⟨

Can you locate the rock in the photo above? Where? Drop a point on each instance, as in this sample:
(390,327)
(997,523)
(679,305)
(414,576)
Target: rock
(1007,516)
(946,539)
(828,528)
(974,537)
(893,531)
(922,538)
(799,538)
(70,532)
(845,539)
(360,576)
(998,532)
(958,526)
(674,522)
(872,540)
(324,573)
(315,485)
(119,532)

⟩

- [PROBLEM]: Scale the lines above by reproducing all of them, requests included, with each point coordinate in the answers multiplied by 0.25 and rounded to the nearest whole number, halves rounded up. Leave the coordinates in the requests and their samples unchanged.

- [EXERCISE OUTPUT]:
Can you locate the rock in the photo above? Where? Drop a point on each instance, as in this sample:
(390,327)
(997,523)
(679,305)
(414,576)
Target: rock
(252,129)
(237,135)
(207,132)
(244,134)
(223,133)
(231,135)
(200,135)
(18,133)
(211,135)
(90,144)
(250,133)
(240,132)
(169,131)
(218,135)
(81,143)
(79,121)
(30,133)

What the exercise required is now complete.